== CONSIGNE ==
Poursuivez, s'il vous plaît, l'extrait critique sur le Danube dans Le Beau Danube jaune en rédigeant la suite qui vient après sa dernière phrase.

== TEXTE À LIRE ==
_ _ _ _ _ _ _

13Le Beau Danube jaune accorde une place sensible aux informations sur le Danube. La discussion sur le point de départ du voyage donne lieu à un petit exposé juxtaposant le récit mythique et la présentation de « l’authentique source du grand fleuve [16] ». Le roman dévoile de même son cours sur plus de six cents lieues et sa faune [17], illustrant cette fascination pour la liste bien connue des lecteurs de Verne. Il revient sur l’apparence physique « du célèbre fleuve, jaune et non bleu comme le chante la fameuse valse de Strauss [18] », offre des indications sur son débit, ses particularités, « les remous qui se forment aux tournants du fleuve [19] », les rochers qui affleurent à l’approche de Passau [20], les tourbillons du Strudel [21] ou du Wirbel [22], les bancs de sable sur lesquels Krusch s’échoue volontairement à la fin du roman. De même les rives longées par le fleuve sont-elles régulièrement décrites, des plaines fertiles de Bavière à la « vaste suite de plaines uniformes [23] » d’Autriche, en passant par « la riche et productive campagne [24] » en aval de Ratisbonne avant de rejoindre la puszta [25].

_ _ _ _ _ _ _

== LIGNES ENREGISTRÉES ==

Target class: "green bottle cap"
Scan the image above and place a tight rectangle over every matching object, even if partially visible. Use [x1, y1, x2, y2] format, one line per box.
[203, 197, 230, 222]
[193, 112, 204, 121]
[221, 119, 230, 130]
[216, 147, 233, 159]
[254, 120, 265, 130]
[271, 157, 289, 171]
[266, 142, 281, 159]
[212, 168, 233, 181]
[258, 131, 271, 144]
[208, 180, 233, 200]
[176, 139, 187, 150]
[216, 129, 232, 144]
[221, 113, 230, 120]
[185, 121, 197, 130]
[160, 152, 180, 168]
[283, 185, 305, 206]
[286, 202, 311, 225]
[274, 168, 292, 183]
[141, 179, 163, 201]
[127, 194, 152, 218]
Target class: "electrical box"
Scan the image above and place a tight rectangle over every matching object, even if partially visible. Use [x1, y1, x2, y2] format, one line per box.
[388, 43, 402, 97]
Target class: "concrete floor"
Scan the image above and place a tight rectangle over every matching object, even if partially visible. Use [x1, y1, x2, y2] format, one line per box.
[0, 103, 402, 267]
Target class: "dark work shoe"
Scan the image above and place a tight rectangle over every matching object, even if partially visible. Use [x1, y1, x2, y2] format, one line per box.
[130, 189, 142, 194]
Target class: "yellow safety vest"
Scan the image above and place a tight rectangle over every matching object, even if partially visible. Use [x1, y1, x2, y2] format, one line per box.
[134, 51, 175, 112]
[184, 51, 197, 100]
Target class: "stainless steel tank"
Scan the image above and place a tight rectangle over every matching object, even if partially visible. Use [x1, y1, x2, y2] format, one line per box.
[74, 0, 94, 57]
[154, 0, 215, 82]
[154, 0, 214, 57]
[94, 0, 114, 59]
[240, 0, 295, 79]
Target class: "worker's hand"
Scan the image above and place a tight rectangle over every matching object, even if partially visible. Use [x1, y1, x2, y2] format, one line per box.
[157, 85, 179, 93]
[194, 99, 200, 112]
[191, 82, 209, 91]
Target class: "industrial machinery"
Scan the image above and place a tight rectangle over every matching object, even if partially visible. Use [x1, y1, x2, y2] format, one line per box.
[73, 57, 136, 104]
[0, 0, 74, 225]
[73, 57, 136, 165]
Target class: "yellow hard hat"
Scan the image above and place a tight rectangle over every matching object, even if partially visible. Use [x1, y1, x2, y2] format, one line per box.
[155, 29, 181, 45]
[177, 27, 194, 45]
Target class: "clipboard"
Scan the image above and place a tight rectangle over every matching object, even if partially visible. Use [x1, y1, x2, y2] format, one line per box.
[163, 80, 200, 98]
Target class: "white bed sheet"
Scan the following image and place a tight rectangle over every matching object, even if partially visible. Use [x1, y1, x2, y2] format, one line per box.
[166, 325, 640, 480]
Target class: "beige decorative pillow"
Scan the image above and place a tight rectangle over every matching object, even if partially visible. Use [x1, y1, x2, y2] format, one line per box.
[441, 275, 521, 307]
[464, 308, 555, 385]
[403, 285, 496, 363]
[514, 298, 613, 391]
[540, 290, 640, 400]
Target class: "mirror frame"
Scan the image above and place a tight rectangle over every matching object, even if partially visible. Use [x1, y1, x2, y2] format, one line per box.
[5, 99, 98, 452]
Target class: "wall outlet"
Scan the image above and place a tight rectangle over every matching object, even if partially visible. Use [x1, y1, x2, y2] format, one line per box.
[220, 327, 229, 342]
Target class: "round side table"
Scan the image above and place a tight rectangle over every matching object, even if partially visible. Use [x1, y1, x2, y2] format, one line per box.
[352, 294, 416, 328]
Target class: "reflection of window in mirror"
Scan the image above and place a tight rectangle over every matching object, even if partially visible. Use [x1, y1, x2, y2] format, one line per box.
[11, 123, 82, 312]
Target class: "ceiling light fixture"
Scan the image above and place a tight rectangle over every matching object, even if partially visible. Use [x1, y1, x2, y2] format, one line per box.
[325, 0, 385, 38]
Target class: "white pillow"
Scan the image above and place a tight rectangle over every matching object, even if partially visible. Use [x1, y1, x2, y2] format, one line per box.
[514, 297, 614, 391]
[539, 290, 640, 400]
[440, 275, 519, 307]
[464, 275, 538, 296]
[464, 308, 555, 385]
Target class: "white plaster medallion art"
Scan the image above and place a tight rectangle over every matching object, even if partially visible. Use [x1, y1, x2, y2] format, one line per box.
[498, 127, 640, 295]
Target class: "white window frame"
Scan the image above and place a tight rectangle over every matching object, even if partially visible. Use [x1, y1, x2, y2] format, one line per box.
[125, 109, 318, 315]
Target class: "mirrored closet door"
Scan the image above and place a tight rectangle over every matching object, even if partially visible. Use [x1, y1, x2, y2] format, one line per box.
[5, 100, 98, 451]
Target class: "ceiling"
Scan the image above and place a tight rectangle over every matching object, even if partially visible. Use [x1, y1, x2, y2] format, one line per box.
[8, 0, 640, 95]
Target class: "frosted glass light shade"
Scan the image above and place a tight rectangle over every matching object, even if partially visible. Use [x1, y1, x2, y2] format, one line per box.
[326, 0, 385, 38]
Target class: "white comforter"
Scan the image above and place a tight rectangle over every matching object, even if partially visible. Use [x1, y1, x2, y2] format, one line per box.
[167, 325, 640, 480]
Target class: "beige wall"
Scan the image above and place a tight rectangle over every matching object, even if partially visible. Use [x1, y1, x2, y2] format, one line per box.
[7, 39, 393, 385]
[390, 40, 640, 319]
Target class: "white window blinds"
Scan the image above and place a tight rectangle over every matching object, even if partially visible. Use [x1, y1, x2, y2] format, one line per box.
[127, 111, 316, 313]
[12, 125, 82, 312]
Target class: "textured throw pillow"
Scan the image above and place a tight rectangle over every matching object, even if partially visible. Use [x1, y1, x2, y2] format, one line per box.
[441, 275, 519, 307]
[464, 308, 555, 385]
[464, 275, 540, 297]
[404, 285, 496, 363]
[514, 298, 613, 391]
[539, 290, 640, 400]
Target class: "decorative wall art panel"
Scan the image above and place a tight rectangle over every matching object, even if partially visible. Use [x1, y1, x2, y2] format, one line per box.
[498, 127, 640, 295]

_ _ _ _ _ _ _

== RÉPONSE CI-DESSOUS ==
14Conformément aux leçons des géographes contemporains [26], la géographie physique s’accompagne d’une présentation économique [27], détaillant la richesse ou la pauvreté des terres bordées par le fleuve, précisant la nature des cultures, ici le foin pour l’élevage dans la puszta, « table toujours généreusement servie pour d’innombrables convives à quatre pattes, des milliers et des milliers de ruminants [28] », là le vin ou le tabac de la campagne hongroise, ailleurs, aux portes de Belgrade, les arbres fruitiers. C’est un fleuve nourricier que suit le romancier et Verne insiste tant sur la richesse qu’il procure en fécondant les terres que sur l’importance du moyen de transport des biens et des personnes qu’il représente.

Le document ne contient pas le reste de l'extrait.